Spatial localization data
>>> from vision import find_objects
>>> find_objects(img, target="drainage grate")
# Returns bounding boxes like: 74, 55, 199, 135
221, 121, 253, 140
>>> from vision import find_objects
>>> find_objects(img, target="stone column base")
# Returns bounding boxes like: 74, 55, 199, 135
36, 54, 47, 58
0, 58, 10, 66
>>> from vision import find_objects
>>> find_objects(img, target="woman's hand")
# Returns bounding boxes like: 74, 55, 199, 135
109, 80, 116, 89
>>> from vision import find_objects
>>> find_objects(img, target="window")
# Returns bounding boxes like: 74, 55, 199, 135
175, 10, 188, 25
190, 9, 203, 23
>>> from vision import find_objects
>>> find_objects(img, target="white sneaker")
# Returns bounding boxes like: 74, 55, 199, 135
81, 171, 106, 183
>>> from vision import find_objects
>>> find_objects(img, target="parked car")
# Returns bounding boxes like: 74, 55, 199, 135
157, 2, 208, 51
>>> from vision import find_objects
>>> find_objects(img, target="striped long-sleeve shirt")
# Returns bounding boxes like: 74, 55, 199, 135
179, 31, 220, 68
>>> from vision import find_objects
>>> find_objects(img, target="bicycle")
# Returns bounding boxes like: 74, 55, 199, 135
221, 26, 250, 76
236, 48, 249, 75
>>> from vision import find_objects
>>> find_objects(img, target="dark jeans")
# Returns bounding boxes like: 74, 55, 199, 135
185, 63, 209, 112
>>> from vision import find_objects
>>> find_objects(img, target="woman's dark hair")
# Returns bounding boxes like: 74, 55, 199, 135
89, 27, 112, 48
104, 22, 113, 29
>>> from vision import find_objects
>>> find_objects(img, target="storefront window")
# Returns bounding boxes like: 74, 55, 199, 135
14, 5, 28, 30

Exercise objective
Note each line above that holds "window", then copy all of them.

Answer area
>>> find_objects(img, target="window")
>>> find_objects(img, target="storefront window")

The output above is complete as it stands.